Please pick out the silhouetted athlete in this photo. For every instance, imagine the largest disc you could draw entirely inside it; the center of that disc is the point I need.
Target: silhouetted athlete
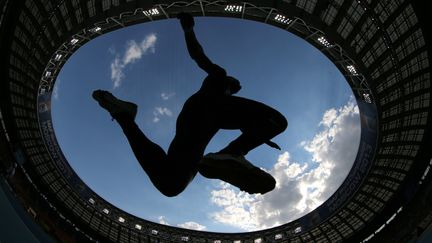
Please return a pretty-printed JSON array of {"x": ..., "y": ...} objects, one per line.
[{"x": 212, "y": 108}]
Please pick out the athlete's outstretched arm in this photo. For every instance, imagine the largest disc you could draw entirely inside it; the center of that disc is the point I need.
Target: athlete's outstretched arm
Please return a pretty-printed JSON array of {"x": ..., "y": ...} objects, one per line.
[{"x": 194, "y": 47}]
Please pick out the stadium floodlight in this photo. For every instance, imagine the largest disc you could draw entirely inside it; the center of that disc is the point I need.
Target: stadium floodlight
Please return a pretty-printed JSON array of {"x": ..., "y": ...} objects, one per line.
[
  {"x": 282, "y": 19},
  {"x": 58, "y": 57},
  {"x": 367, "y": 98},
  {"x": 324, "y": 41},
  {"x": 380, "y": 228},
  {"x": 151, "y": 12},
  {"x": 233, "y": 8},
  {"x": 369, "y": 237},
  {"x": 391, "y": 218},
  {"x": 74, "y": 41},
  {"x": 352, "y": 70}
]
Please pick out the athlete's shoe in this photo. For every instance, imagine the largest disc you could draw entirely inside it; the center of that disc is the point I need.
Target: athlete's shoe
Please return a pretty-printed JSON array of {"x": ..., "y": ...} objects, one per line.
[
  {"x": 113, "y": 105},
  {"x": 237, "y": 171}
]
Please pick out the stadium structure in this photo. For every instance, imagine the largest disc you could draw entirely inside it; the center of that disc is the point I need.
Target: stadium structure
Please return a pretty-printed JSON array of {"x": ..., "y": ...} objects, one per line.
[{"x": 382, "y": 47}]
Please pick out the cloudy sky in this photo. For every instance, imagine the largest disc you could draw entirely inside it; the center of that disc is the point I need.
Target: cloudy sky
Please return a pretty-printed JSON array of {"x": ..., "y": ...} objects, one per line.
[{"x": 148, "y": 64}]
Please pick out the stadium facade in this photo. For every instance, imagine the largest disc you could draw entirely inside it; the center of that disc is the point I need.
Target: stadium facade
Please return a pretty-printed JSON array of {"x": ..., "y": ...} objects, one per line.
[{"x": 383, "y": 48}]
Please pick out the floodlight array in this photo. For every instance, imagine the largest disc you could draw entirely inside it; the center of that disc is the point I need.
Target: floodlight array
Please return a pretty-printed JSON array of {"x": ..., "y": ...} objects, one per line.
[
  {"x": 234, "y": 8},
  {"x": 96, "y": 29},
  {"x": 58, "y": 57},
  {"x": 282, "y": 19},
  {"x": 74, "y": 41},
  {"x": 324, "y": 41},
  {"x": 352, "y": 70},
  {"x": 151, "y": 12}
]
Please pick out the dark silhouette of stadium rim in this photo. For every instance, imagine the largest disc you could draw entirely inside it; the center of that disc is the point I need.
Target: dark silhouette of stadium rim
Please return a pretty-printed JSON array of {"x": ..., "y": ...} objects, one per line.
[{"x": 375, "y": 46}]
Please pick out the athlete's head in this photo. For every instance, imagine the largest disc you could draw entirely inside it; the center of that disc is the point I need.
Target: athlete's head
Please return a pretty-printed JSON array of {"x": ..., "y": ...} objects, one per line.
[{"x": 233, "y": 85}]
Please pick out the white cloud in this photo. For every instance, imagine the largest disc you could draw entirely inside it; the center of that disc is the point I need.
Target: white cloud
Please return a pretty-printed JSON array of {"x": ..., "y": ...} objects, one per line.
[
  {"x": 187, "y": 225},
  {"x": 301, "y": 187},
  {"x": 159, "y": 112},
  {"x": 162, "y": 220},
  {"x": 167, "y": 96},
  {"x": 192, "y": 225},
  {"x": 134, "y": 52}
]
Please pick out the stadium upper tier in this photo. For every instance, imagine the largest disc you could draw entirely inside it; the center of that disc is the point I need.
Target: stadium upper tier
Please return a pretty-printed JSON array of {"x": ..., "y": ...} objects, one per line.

++++++

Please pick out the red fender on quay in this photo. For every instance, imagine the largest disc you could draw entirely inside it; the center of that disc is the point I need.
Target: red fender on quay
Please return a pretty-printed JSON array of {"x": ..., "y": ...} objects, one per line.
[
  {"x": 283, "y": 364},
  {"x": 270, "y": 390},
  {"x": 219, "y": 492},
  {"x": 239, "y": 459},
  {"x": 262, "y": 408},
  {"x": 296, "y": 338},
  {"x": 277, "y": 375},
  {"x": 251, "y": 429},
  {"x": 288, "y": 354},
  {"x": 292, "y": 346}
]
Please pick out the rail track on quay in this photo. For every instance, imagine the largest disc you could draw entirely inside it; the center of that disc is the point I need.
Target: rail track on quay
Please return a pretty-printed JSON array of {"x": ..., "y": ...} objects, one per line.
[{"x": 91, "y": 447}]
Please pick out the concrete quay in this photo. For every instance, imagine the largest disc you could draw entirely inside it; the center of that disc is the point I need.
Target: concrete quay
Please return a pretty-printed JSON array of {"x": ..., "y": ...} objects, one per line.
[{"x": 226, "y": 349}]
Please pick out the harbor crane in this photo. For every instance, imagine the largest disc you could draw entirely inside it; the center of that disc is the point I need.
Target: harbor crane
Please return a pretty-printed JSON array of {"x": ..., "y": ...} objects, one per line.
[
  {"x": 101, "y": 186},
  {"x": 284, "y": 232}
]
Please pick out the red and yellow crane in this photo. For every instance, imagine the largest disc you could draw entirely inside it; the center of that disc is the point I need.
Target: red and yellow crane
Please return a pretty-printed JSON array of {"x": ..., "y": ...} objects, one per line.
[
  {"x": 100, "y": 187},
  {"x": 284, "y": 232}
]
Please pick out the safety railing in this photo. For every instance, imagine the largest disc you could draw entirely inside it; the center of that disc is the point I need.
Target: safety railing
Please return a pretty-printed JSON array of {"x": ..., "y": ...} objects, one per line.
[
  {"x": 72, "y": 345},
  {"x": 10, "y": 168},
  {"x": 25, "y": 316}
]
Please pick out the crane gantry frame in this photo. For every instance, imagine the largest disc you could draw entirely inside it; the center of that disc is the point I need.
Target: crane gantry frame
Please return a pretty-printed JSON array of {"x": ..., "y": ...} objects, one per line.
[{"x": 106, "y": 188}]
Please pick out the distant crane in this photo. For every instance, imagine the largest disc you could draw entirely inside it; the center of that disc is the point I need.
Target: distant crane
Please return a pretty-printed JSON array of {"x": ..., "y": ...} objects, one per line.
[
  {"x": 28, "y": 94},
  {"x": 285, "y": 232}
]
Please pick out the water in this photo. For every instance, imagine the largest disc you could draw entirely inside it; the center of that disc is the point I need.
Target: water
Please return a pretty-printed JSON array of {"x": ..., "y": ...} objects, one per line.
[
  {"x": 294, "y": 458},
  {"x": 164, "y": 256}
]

++++++

[Exercise objective]: Lay out the records from the line containing "Please pick out the safety" through the line containing "Target: safety railing" as a Markdown table with the columns Row and Line, skipping blank lines and numbering each row.

[Worked answer]:
| Row | Line |
|---|---|
| 1 | Please pick out the safety railing in this photo. For every instance, imagine the largest disc you could draw entirely inside it; the center of that disc is the point I need. |
| 2 | Target: safety railing |